## Aim
Transcribe the records in full, keeping every character as it is.

[Start The input]

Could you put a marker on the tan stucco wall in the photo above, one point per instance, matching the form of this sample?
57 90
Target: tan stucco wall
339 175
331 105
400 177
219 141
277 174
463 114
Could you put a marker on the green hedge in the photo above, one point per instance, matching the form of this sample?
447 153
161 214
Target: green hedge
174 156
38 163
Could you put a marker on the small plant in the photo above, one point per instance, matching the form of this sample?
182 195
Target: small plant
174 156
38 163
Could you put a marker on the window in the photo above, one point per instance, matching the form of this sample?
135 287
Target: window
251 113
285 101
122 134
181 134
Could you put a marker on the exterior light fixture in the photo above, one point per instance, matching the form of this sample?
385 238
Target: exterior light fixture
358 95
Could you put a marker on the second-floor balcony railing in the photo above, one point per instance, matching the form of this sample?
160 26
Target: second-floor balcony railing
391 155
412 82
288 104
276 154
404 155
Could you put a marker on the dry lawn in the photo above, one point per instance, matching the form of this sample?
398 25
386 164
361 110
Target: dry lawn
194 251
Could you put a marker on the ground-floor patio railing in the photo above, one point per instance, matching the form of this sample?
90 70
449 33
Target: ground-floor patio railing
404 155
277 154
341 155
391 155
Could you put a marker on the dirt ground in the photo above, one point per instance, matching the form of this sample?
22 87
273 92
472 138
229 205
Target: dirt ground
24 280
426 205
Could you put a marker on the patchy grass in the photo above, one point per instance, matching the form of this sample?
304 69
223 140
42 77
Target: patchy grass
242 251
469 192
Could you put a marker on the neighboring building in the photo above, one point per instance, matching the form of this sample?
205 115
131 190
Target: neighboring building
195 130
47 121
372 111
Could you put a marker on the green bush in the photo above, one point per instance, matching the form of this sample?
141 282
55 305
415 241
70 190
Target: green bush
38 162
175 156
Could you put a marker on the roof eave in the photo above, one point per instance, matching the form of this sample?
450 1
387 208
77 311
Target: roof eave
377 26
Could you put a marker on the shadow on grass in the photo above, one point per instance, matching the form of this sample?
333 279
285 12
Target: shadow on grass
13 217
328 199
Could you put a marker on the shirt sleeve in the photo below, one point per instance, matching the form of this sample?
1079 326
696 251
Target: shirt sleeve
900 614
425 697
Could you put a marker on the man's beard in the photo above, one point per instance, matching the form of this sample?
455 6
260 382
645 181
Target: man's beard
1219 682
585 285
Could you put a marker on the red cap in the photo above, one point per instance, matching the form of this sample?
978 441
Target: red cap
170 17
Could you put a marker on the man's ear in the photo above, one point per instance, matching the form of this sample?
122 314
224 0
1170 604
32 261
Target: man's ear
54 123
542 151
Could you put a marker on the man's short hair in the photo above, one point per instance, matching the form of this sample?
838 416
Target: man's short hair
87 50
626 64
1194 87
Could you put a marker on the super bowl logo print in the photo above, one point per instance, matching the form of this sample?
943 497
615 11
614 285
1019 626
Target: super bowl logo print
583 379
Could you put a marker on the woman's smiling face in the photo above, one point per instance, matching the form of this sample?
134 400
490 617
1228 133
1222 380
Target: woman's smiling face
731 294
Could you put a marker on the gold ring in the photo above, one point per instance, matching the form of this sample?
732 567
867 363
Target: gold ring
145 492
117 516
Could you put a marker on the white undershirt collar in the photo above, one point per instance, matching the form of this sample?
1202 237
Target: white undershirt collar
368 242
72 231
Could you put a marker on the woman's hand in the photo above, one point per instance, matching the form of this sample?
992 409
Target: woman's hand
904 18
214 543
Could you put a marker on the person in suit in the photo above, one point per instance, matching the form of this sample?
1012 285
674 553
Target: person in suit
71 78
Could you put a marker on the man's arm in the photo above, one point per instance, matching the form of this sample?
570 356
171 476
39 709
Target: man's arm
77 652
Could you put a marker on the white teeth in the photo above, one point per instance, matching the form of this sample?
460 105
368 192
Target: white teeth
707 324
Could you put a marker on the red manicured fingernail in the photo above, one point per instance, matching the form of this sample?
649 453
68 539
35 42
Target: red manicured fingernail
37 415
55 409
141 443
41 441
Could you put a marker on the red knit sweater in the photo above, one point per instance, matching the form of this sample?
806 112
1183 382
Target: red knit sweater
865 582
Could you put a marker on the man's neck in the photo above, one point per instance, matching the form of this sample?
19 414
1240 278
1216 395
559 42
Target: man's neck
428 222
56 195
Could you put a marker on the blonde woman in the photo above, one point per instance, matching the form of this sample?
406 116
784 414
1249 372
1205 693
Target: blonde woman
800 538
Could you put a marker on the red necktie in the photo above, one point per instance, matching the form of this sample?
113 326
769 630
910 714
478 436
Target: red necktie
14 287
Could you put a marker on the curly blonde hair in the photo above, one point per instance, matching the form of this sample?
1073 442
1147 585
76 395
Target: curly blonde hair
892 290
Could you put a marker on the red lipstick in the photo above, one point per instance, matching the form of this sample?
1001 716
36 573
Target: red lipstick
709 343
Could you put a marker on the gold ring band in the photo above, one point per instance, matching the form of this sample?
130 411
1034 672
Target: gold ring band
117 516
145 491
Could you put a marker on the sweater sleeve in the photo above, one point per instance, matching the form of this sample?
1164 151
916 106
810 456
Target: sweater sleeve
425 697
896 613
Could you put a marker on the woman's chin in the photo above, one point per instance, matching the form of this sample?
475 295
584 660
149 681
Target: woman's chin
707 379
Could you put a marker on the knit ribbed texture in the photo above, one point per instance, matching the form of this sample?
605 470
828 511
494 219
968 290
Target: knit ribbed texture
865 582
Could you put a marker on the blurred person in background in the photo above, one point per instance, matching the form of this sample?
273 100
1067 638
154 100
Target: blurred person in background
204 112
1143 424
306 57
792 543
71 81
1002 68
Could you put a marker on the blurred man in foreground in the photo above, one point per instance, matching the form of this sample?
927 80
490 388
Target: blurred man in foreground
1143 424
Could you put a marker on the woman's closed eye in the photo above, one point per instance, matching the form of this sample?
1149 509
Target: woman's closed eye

[End The input]

## Reply to the task
Could you put a marker on the tan stucco wall in the photo above, one point per instance, matching the form of this sample?
57 90
Target: tan stucco wall
339 175
331 105
400 177
219 141
277 174
463 114
Could you put a marker on the green hedge in the photo above, one point per instance, matching the form of this sample?
447 153
161 214
Target: green hedge
174 156
38 163
Could you put a marker on the small plant in the photo above, one point per instance, matching the form of this sample?
182 195
Target: small plant
174 156
38 163
Could you put a marker on the window in the photo above, one point per instance, matching the form of this sample?
135 287
Target: window
251 113
285 101
122 134
181 134
Could you put a marker on the exterior light fixture in the photo above, one point per instance, matching the form of this sample?
385 238
Target: exterior light fixture
358 95
Could you put a marker on the second-floor balcony railing in the photo above, one point per instance, matching the form of this sample?
160 26
Target: second-floor balcony railing
391 155
412 82
288 104
276 154
404 155
Could you put a marker on the dry lawn in the photo above, one point per instance, matching the form of this sample?
398 25
386 164
361 110
Target: dry lawn
194 251
Could you put a marker on the ground-floor patio railing in the photo above, one point per instance, matching the form of this sample?
90 70
449 33
Target: ground-floor patio railing
404 155
277 154
341 155
391 155
Could you put a marker on the dirt ground in the photo above, one point per instance, matching the form of this sample?
22 87
273 92
472 138
229 205
Target: dirt ground
24 280
426 205
Could you put a marker on the patchy grass in the photo above, one point per instance, matching the form of this sample?
304 69
223 140
42 77
Target: patchy grass
242 251
469 192
Could you put a marker on the neighboring building in the photo above, one point per instance, matching the form of this sample?
205 115
131 190
Target: neighboring building
195 130
47 121
372 111
Could you put a marker on the green bush in the photo above, one point per instance, matching the form of this sample?
141 282
55 305
415 241
70 190
Target: green bush
38 162
175 156
Could you put a marker on the roof eave in the photo above, one point per instance, matching the form of this sample?
450 1
387 208
77 311
Target: roof eave
377 26
Could you put a marker on the shadow on grass in the photo above, one point per instance, matching the form of this sample?
333 279
285 12
Target: shadow on grass
13 217
328 199
Could you put a marker on the shirt sleeve in the photo below, one point per instance, matching the form of this sample?
1079 326
696 251
Target: shirt sleeve
900 614
425 697
Could you put a marker on the man's beard in the photo above, one point per instance, matching the form of this sample?
455 6
260 382
645 181
Target: man's beard
1219 682
585 285
Could you put a marker on the red cap in the photo above, one point per instance, matching the form of this sample?
978 441
Target: red cap
170 17
Could you put a marker on the man's ear in the photo above, one point per instance, matching the form of this sample?
122 314
224 0
1170 604
32 261
Target: man's ear
54 123
542 151
Could you put a marker on the man's short hair in the photo above, one point per instance, matching the form of this sample?
838 416
Target: man's short hair
87 50
626 64
1194 87
Could you put a marker on the super bowl logo print in the photo above, one point per instance, matching the form of this sample?
943 497
615 11
614 285
1019 626
Target: super bowl logo print
583 379
Could you put a marker on the woman's smiling face in the photo above, one point per instance, matching the form of this sample?
134 400
490 617
1228 133
1222 380
Target: woman's smiling face
731 294
Could you put a marker on the gold ring in the photo above, one point per instance, matching the form of this sample?
732 567
867 363
Target: gold ring
145 492
117 516
Could you put a marker on the white undershirt collar in the photo above, one point per instance, matching the form of this sample?
1202 237
Target: white undershirt collar
368 242
72 231
Could you put a marker on the woman's hand in the photo above, one point per instance, matching the form of this sample?
992 409
Target: woman's hand
904 18
214 543
Could you put a marker on the person in suit in the photo above, one point per instance, matching the form of this sample?
1012 285
674 553
Target: person in suit
71 78
Could you put a marker on the man's arm in the photo above, one point per instance, matching the form of this sample?
570 356
171 476
39 709
Target: man's arm
77 652
Could you put a marker on the white teeth in the photo above, one point per instance, matching the form of this sample?
460 105
368 192
Target: white teeth
707 324
Could you put a marker on the red manicured fingernail in the photo above, one point per instance, matching the form of this sample?
649 453
68 539
35 42
Target: red manicured fingernail
37 415
55 409
141 443
41 441
Could you put a marker on the red knit sweater in the photo above, one point per instance, matching the form of this sample?
806 112
1183 382
Target: red knit sweater
865 582
Could you put a marker on the man's neck in the photo above, one point per instance, matching the form of this sample?
19 414
1240 278
1216 395
559 42
Target: man's neck
428 222
56 195
Could you put a marker on the blonde woman in the photo above, one point per instance, matching the form of this sample?
406 116
784 414
1249 372
1205 693
Target: blonde woman
800 538
Could you put a marker on the red necktie in the photo above, one point per instance, matching the form of this sample?
113 326
769 630
910 714
478 436
Target: red necktie
14 287
Could you put a marker on the curly blonde hair in the photo above, one point per instance, matching the form of this sample?
1073 442
1147 585
76 395
Target: curly blonde hair
892 290
Could you put a marker on the red lipstick in the photo above, one point per instance, matching the form of this sample?
1001 716
36 573
Target: red lipstick
709 343
Could you put a marker on the gold ring band in the photo above, one point per instance, matching the form of this sample?
130 411
1034 672
Target: gold ring band
117 516
145 491
Could you put a marker on the sweater sleeve in the photo above, one point per instance, matching the form of this sample?
1164 151
916 106
810 456
Target: sweater sleeve
425 697
896 613
Could you put a marker on the woman's chin in the photo above, one point per instance, matching the form of this sample?
475 295
584 660
149 681
Target: woman's chin
707 379
Could you put a marker on the knit ribbed texture in the photo above, one point per instance, matching the form of this sample?
605 470
828 511
494 219
968 290
Target: knit ribbed texture
865 582
Could you put a marker on the blurred person in background in the photo above, one point per instance, matching the form of this sample?
273 100
1067 638
154 100
Target: blurred person in background
204 112
1143 424
306 57
792 543
71 81
1002 68
Could you put a marker on the blurred man in foreground in the photo above, one point per instance, matching the form of this sample?
927 80
490 388
Target: blurred man in foreground
1143 424
Could you put a marker on the woman's closed eye in the photo above, one point per instance, matching the form of this sample?
1149 509
Target: woman's closed eye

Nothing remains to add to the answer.